* [TASK OBJECTIVE] In the records below, locate the line containing "Mark the church"; output that line and every following line through the last, exactly.
-- START OF GIVEN DATA --
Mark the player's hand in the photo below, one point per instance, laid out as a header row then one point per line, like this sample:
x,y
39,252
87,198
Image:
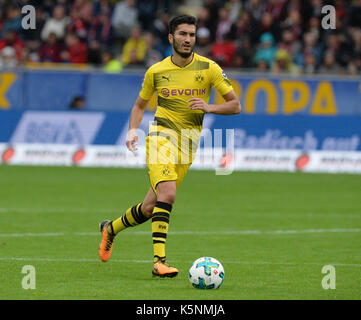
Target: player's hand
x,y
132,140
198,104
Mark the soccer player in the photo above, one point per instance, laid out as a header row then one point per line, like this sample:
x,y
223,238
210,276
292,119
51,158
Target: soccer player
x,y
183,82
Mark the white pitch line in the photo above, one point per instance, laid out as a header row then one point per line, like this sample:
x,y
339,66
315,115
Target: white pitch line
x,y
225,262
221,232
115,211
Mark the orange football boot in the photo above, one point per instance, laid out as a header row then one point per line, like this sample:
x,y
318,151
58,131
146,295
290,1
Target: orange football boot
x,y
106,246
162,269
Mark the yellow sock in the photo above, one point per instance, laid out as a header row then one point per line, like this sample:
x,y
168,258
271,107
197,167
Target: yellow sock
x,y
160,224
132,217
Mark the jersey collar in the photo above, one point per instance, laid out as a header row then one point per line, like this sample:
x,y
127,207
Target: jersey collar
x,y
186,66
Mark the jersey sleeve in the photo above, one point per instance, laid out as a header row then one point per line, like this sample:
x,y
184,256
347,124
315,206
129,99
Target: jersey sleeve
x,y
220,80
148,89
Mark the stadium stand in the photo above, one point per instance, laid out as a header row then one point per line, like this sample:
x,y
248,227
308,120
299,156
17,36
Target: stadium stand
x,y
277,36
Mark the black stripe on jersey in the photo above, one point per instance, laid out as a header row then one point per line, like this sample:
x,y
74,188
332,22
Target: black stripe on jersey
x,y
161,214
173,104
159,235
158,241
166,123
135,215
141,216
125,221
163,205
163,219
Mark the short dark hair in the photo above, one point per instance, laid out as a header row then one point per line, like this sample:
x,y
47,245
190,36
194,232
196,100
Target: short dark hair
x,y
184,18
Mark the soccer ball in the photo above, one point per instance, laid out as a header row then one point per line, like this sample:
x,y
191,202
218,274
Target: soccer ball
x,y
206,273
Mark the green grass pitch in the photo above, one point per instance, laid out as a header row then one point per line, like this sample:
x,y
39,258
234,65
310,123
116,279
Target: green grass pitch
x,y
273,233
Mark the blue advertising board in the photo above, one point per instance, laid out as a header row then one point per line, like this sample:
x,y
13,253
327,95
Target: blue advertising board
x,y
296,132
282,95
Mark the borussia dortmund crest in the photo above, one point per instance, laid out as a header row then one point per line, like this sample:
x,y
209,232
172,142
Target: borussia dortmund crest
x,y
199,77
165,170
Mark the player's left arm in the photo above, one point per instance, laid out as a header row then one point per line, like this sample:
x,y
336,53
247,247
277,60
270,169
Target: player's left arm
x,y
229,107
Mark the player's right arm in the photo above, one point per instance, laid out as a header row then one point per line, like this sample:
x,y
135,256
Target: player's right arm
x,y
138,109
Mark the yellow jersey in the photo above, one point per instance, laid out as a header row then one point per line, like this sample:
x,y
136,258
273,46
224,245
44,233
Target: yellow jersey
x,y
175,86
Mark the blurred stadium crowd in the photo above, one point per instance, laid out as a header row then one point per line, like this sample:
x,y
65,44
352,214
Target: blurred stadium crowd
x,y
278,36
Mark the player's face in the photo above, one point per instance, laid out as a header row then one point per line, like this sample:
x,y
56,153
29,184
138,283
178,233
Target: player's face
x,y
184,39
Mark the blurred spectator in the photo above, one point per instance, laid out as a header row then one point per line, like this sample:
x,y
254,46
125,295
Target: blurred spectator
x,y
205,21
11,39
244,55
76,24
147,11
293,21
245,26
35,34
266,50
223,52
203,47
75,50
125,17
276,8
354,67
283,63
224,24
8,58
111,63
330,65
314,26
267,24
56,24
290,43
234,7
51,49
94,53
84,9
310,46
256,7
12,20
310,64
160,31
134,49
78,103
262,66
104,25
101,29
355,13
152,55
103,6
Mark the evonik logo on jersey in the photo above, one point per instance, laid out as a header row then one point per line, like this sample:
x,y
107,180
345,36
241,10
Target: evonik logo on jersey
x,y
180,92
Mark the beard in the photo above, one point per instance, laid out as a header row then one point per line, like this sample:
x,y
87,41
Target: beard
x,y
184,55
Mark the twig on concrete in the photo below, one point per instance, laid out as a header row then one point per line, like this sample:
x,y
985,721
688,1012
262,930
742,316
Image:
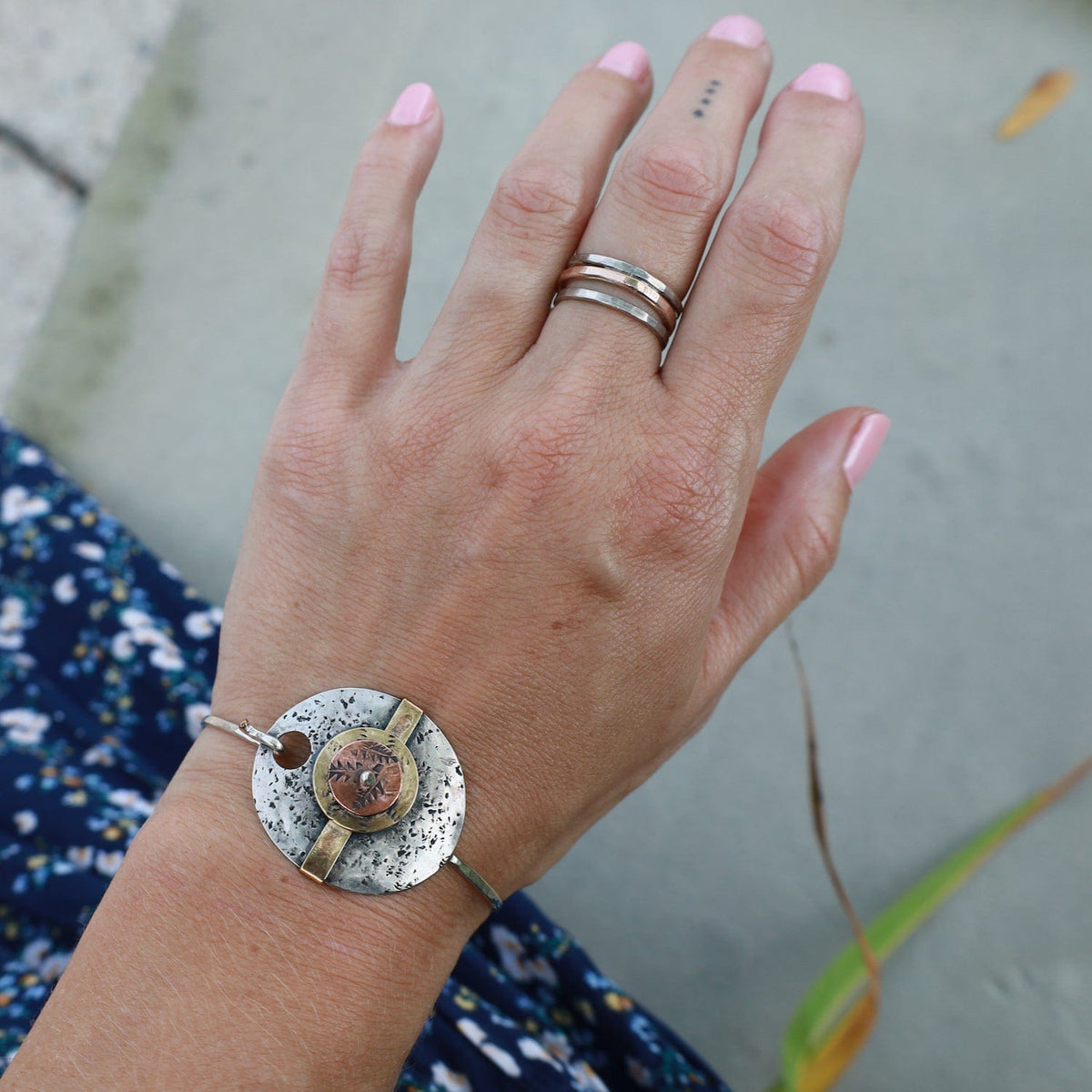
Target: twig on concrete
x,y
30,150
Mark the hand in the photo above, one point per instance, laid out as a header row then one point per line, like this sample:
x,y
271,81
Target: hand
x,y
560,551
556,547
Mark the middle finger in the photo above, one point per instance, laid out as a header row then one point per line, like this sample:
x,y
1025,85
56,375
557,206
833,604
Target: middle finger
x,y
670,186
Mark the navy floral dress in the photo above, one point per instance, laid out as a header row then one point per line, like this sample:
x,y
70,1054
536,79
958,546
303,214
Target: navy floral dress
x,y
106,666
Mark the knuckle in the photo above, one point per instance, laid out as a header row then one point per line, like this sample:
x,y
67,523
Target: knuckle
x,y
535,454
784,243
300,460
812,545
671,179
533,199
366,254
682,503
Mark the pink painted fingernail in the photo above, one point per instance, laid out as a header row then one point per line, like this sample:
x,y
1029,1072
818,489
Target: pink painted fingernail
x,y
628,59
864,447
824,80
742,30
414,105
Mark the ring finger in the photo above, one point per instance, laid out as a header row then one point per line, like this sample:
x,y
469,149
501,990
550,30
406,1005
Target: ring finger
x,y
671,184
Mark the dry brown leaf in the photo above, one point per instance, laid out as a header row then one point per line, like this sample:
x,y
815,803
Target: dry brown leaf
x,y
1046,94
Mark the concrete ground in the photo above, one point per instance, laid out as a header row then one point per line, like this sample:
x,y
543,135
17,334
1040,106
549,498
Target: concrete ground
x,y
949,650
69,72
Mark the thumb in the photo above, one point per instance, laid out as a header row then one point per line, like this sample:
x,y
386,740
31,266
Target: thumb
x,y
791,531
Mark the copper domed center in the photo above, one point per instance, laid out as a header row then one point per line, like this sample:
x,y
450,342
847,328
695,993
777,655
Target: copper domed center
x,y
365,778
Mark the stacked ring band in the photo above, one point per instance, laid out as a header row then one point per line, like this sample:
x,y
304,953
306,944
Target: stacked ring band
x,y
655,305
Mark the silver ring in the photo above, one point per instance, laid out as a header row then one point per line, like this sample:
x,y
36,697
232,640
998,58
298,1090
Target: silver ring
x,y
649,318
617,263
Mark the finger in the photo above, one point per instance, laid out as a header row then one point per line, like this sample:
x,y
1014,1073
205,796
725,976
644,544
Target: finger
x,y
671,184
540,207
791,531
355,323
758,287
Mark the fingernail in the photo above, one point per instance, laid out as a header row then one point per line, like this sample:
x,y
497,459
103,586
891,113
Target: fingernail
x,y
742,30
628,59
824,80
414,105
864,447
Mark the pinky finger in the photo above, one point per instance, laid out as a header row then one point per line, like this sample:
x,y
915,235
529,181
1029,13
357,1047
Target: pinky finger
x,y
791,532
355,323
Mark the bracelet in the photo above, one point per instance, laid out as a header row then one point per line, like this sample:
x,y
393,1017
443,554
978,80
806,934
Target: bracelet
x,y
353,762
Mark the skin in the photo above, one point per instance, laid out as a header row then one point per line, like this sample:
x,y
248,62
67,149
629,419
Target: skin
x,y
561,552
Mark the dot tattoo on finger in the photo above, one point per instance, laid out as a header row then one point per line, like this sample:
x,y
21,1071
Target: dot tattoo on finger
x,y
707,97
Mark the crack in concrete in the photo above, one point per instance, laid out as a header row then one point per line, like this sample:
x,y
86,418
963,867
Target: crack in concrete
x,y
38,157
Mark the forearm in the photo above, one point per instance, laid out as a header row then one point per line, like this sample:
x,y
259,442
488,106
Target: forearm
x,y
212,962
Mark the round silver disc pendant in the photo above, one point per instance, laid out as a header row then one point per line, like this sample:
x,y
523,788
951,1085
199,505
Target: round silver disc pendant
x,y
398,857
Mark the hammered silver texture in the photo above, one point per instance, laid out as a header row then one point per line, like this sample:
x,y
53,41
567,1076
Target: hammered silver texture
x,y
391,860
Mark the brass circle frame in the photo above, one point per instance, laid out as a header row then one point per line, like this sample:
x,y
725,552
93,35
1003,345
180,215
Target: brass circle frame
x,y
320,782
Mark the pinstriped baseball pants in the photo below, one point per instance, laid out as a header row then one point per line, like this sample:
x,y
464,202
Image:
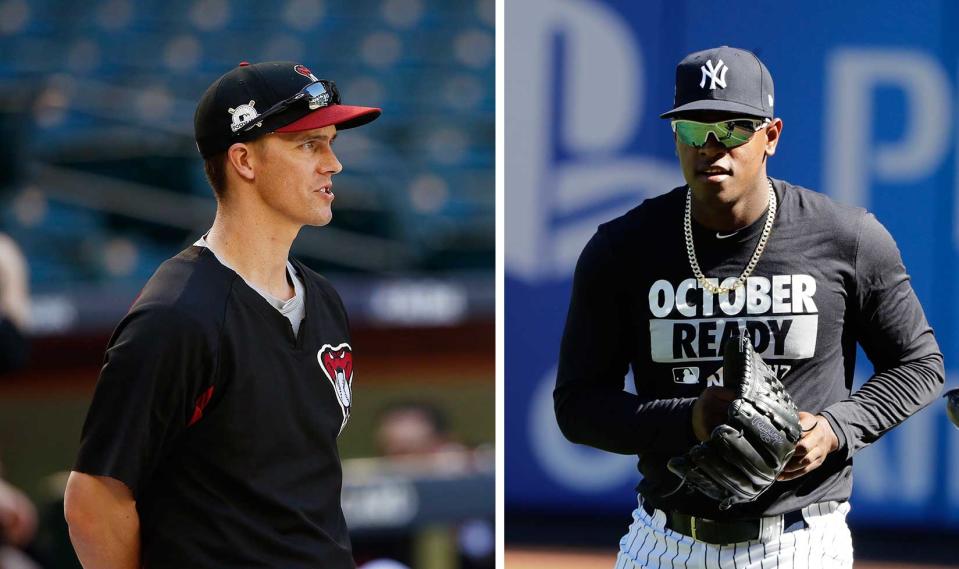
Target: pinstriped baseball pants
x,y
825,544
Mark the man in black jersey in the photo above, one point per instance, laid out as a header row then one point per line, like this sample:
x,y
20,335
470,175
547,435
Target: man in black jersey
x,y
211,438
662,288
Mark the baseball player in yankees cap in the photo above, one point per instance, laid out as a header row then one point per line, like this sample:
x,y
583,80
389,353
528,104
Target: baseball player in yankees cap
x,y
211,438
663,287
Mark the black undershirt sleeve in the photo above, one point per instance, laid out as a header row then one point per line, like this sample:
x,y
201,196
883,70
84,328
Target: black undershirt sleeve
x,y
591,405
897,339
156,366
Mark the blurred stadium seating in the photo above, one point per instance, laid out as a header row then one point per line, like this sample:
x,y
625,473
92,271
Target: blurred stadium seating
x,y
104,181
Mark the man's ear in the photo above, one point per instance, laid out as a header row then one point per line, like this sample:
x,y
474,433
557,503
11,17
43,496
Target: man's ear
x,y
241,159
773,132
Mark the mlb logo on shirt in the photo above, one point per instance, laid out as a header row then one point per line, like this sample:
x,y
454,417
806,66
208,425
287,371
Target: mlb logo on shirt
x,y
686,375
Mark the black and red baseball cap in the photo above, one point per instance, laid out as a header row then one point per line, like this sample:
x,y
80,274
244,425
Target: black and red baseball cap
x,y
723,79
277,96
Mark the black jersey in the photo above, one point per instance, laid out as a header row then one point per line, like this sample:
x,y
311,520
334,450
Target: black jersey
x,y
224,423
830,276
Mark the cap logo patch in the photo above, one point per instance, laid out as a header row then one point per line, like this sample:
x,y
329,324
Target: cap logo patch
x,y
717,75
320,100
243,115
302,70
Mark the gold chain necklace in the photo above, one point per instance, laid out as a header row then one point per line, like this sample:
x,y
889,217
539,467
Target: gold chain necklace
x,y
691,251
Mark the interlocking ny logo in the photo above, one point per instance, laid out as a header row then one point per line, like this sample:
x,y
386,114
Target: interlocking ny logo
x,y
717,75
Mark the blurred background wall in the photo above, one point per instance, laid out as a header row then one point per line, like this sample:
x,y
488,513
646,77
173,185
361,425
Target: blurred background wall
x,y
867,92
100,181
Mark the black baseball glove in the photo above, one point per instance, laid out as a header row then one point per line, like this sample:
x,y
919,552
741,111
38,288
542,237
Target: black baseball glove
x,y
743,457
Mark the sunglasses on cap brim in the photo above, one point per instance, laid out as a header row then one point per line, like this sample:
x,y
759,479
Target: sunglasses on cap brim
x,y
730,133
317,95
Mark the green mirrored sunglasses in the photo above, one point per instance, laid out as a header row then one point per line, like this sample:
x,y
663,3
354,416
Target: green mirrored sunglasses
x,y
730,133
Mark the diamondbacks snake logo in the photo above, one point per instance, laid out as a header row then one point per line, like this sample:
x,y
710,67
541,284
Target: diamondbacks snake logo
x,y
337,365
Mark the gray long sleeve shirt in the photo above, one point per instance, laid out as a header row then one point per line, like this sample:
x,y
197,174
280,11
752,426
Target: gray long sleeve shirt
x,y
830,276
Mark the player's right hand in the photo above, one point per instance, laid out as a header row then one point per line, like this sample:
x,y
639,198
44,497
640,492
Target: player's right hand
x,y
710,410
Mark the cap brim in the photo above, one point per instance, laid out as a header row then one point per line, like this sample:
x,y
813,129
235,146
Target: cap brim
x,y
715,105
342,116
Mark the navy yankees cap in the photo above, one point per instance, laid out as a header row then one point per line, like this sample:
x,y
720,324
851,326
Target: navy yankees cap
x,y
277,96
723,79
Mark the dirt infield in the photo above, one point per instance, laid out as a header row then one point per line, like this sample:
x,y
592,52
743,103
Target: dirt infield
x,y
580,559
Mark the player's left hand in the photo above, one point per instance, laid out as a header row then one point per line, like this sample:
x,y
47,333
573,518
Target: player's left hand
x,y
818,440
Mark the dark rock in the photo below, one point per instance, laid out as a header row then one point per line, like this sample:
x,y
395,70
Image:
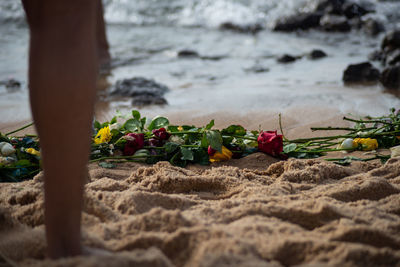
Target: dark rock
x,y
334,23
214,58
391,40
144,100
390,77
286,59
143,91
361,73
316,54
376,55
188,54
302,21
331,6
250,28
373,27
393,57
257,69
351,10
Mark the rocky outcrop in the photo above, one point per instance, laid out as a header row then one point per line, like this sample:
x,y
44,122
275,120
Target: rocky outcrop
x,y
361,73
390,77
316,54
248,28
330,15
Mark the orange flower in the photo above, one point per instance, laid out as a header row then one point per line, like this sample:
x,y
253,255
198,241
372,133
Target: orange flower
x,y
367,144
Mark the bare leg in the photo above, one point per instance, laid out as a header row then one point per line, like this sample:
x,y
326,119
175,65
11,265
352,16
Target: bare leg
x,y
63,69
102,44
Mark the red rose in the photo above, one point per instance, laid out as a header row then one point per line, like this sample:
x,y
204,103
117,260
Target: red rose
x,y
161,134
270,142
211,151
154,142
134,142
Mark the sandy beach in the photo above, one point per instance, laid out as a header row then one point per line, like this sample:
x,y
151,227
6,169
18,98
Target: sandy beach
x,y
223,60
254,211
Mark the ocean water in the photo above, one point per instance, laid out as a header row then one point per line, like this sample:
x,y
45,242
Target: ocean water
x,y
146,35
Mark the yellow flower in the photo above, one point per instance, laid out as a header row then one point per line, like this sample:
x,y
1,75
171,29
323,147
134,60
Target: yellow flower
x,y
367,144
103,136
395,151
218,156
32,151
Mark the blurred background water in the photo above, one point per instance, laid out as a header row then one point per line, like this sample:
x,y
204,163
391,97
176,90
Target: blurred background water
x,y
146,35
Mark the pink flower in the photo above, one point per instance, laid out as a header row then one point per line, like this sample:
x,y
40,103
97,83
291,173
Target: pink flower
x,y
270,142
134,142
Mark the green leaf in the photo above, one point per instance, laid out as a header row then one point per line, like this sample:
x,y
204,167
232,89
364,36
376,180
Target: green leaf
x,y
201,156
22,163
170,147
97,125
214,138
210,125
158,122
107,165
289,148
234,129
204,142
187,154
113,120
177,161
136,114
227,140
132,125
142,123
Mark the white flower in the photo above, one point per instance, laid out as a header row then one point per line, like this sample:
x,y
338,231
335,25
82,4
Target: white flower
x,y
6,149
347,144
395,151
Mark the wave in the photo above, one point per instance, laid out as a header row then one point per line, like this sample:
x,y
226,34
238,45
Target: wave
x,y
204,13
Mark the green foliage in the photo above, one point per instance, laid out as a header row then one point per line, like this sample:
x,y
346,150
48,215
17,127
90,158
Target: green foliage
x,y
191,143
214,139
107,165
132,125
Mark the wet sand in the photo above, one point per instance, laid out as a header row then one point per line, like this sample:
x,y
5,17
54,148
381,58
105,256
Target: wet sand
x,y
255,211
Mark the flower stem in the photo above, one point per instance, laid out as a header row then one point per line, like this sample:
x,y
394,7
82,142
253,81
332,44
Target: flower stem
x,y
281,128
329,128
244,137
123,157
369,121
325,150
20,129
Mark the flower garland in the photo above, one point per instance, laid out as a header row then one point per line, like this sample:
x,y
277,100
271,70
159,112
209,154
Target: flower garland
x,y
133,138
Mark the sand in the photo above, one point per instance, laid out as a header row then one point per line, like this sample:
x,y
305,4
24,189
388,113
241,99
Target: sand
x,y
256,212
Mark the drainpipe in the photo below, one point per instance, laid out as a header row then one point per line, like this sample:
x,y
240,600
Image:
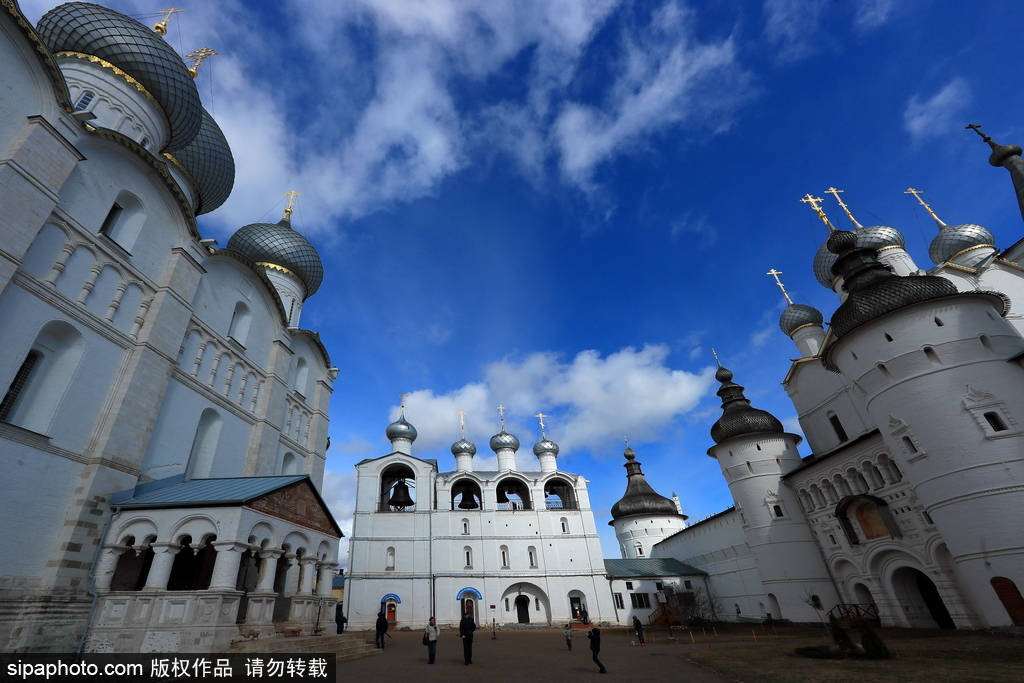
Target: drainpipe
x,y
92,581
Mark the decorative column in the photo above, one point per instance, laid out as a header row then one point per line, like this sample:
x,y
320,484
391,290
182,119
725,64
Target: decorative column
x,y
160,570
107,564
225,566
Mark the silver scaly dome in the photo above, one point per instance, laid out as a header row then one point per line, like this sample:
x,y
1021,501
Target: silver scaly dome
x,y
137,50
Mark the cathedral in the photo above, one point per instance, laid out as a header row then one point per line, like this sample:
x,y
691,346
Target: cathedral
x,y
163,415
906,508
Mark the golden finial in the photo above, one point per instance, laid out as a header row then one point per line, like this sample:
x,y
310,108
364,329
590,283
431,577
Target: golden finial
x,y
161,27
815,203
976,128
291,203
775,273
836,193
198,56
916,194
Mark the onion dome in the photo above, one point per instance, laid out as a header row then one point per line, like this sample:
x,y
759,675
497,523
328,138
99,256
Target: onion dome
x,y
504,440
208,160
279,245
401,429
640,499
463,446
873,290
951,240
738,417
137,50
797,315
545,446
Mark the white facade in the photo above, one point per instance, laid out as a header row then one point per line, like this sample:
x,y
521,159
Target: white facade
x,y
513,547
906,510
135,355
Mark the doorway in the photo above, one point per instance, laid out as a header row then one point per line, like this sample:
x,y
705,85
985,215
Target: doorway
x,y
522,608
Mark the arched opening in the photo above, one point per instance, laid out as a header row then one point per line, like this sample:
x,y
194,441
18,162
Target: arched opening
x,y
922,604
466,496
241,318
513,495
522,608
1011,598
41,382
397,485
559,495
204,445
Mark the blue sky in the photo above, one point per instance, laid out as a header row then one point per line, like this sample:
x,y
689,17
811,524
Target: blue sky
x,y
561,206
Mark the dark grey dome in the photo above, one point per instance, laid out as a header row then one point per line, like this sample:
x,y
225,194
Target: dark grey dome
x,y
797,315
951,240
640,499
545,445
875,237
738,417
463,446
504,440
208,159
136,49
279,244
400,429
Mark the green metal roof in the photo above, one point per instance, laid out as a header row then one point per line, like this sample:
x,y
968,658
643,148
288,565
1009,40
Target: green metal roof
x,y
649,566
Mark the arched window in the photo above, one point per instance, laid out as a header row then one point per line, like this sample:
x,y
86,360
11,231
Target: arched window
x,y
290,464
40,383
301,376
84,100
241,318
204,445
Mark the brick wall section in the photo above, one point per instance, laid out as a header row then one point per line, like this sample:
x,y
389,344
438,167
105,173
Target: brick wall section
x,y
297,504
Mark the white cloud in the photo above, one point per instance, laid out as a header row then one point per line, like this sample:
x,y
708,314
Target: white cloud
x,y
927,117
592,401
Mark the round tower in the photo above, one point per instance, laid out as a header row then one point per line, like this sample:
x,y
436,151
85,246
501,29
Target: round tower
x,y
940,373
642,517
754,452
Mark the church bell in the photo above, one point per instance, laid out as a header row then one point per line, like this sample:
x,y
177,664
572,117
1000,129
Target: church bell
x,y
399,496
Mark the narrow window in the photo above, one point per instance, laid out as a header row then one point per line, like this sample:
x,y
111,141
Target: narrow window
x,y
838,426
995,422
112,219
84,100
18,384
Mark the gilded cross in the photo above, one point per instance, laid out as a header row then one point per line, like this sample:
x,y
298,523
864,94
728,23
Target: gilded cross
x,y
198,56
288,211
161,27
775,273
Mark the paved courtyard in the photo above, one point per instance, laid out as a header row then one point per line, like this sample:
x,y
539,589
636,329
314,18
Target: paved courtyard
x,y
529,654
-- END OF GIVEN DATA --
* [REPLY]
Mark the church bell in the photo above, one point per instance, laid out as a header row then one point per line, like this sample:
x,y
177,664
572,117
1000,129
Target: church bell
x,y
399,496
Mark the narrow window in the photo above, one point per instance, laid out as a header row then one point per line, like this sample:
x,y
111,141
Target: narrow window
x,y
838,426
995,422
112,219
84,100
18,384
Mark the gilded cross in the photo above, one point per instance, laid out as a header row then one point per line, like this sample:
x,y
298,523
864,94
728,23
Target: gilded cross
x,y
198,56
288,211
161,27
775,273
Mark the paved courtyard in the photo above, one point per instance, laid out as a header row then one point per line, like this sample:
x,y
539,589
636,329
314,18
Target: paved courtyard
x,y
529,654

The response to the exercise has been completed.